> _指示_
次の(a)~(c)の記述は、本文の内容と一致していますか。それぞれ「はい」か「いいえ」で答え、判断の決め手となる本文の語句を正確に引用してください。
(a) 電子制御ユニットの数は4つに限られる。
(b) 表示装置としてカーナビゲーションシステムなどを用いることができる。
(c) 通信モジュール50は、ネットワーク70経由でセンタ10と有線で接続される。

> _本文_

図1においては、4つの電子制御ユニット40a~40dを例示したが、電子制御ユニットの数は特に限定されない。例えば、電子制御ユニット40a~40dのソフトウェアの更新処理時に更新データがあることの表示、車両のユーザーや管理者にソフトウェア更新に対する承諾を求めるための承諾要求画面の表示、及びソフトウェア更新の結果の表示など、各種の表示を行うための表示装置(HMI)が、OTAマスタ30に接続されてもよい。表示装置としては、カーナビゲーションシステムなどを用いることが可能である。また、電子制御ユニットをOTAマスタ30に接続するバスの数も特に限定されない。例えば、上述の表示装置が、バス60a~60c以外のバスでOTAマスタ30に接続されてもよい。
【0027】
通信モジュール50は、センタ10と車両との通信を制御する機能を持ったユニットであり、車載ネットワーク20をセンタ10に接続するための通信機器である。通信モジュール50は、ネットワーク70経由でセンタ10と無線で接続され、OTAマスタ30による車両の認証や更新データのダウンロードなどが行われる。なお、通信モジュール50は、OTAマスタ30に含まれて構成されてもよい。

> _参照資料_
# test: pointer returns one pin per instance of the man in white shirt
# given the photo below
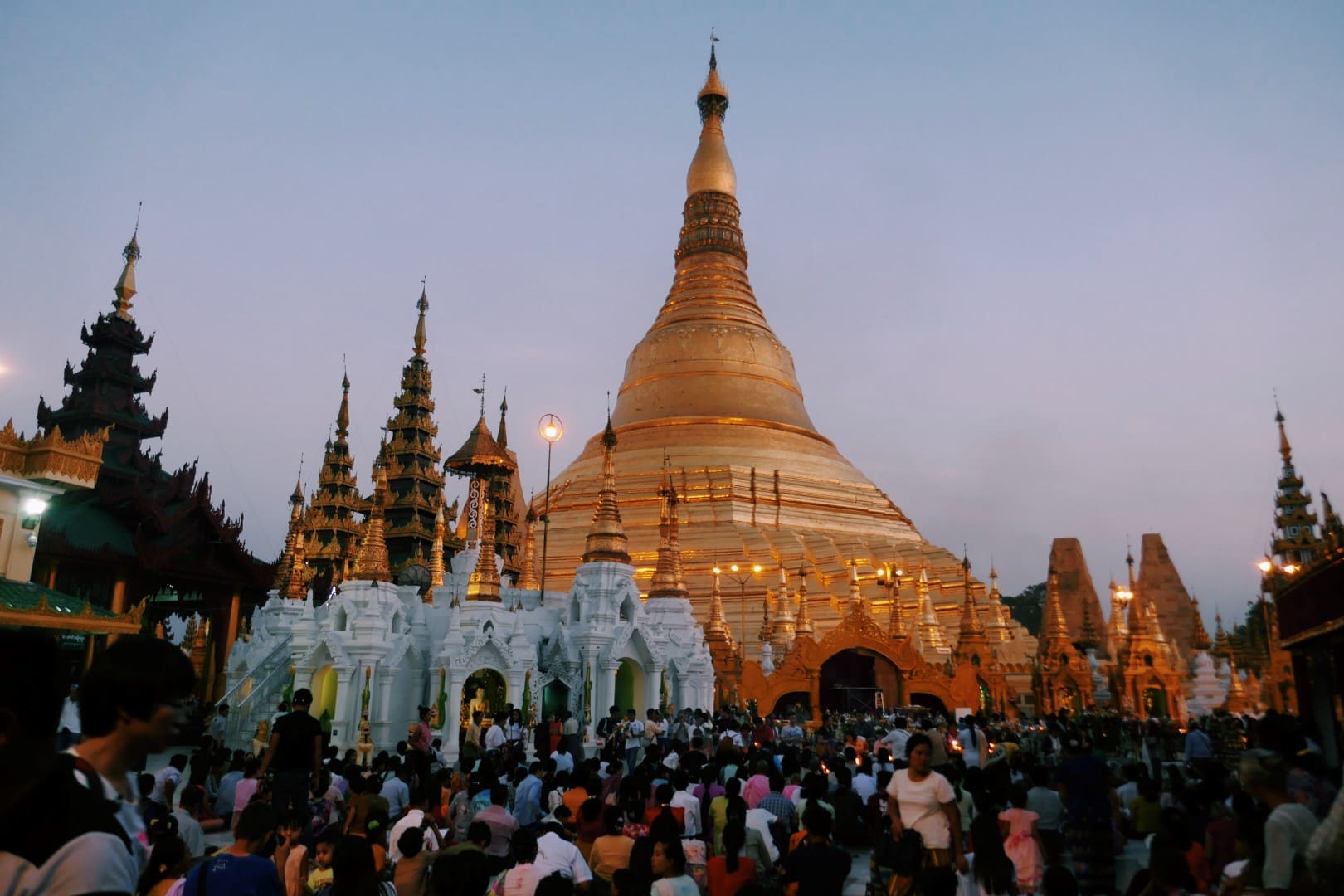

> _解答_
(a) いいえ。「電子制御ユニットの数は特に限定されない」
(b) はい。「表示装置としては、カーナビゲーションシステムなどを用いることが可能である」
(c) いいえ。「ネットワーク70経由でセンタ10と無線で接続され」